▶ Отрывок
За ужасами карцера последовали настоящие физические пытки. Согласно приличиям постсталинского периода, в роли истязателей выступали не охранники, а заключенные, что позволяло сотрудникам КГБ и начальникам тюрем «пребывать в полном неведении».

Пытки проводились с одной лишь целью — довести его до полубессознательного состояния на время дачи показаний и перекрестных допросов. Задуманный план сработал. «Огонь в лицо, давление — все это я смог бы вытерпеть. Но бессонница была невыносима, — сознается Андрей. — Малейший шум резал слух. Яркий свет резал глаза. Я не мог сосредоточиться. Я не мог давать те ответы, которые я хотел бы дать; нужные слова просто не находились». Безусловно, красноречие Андрея не могло повлиять на решение суда; КГБ никогда не проиграл ни одного дела. Но ради общественного мнения власти явно желали ему помешать выстроить стройную и достойную внимания линию защиты. Андрей старался сохранить спокойствие и четко излагать свои доводы, что время от времени с успехом вызывало недовольство судьи.

Все, что он хотел сказать в свою защиту, все объяснения и обоснования он вынужден был говорить сам.

После его ареста родители обращались за помощью к адвокатам, но защитники, узнав, что это политическое дело, находящееся в разработке КГБ, в один голос отказывались. «Если бы это было убийство, я бы взялся за него, — сказал один из них. — Но в любом случае это бы ему не помогло». Другой видный адвокат спросил: не являются ли они евреями? По его мнению, «только евреи читают такие вещи». В итоге они вынуждены были согласиться на назначенного судом защитника, Ирину Борзенкову, которая открыто выражала свое почтение к Сталину, считала, что обществу нужен «более жесткий режим», и не скрывала своего презрения к подзащитному.

Изображение

Второго апреля 1986 года, спустя год после прихода Горбачева к власти, Андрей Миронов был приговорен Верховным судом Удмуртской Автономной Советской Социалистической Республики к 4 годам строгого режима в трудовой колонии и 3 годам ссылки.

Для родителей Андрея те месяцы, которые он провел в тюрьме, стали временем безумного отчаяния. Посещения были запрещены. Тюремные власти возвращали передачи с продуктами.

При советской власти ищущие справедливость, или правдоискатели, приезжали из провинций; они месяцами томились в поездах до Москвы и на автобусных станциях в надежде получить аудиенцию у высокопоставленных чиновников. Тогда и Евгения Семеновна отправила очередное прошение об апелляции на самый верх — человеку, чей новый курс на гласность противоречил наказанию, вынесенному ее сыну:

Генеральному секретарю ЦК КПСС Горбачеву Михаилу Сергеевичу Мироновой Евгении Семеновны, проживающей по адресу: г. Устинов, ул. Коммунаров, д. 222, кв. 37, 10 октября 1986 года

Заявление

7 августа 1985 года мой сын, Миронов Андрей Николаевич, 1954 года рождения, был арестован. Ему было предъявлено обвинение по статье 70, часть I, Уголовного кодекса РСФСР…

Он обвиняется в том, о чем пишут все газеты последние два года…

На 28 страницах убористым почерком Евгения Семеновна подробно изложила зарегистрированные ею нарушения судебного производства по делу Андрея. Затем она составила подобие антологии в духе ранней гласности, располагая парой фраз из обвинений, выдвинутых против Андрея, и вырезки из последних газет.

▶ Ваша задача
К какому наказанию, согласно отрывку о суде над Андреем Мироновым, его приговорил Верховный суд Удмуртской АССР? Следующие далее строки взяты из другого источника.

Данные для локализации точек
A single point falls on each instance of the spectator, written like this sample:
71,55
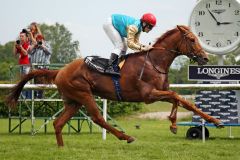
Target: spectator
21,48
34,31
40,54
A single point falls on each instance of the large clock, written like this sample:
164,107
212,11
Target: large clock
217,25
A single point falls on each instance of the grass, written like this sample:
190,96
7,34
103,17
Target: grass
154,142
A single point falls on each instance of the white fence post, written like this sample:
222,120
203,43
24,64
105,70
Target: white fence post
105,118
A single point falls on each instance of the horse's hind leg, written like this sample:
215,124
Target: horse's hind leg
64,117
173,116
97,118
161,95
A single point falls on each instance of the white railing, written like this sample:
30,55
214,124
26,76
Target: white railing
172,86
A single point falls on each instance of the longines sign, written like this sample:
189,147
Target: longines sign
222,73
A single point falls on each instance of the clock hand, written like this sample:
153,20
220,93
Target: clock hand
218,23
226,22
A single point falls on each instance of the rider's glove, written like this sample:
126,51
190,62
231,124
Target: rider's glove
146,48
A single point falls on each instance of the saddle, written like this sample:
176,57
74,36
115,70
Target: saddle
100,64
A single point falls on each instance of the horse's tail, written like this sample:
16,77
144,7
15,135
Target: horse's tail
47,75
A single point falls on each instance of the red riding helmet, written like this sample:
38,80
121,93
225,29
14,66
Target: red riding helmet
149,18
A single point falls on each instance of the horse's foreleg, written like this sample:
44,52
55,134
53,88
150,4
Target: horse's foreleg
59,123
97,118
173,117
160,95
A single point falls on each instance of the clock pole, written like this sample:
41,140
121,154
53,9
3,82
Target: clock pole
220,60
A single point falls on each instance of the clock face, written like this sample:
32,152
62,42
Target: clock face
217,25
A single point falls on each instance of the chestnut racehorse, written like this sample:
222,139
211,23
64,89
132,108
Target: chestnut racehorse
144,78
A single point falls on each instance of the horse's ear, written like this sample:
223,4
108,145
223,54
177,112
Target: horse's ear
181,29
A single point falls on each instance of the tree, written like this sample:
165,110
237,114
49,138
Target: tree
64,49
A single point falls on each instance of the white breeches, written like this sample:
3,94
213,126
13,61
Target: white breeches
120,44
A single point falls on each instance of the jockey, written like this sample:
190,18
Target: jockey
124,32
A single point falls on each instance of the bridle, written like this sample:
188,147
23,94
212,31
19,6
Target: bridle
193,58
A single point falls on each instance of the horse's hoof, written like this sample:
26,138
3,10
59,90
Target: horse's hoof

▶ Ответ к заданию
К 4 годам строгого режима в трудовой колонии и 3 годам ссылки.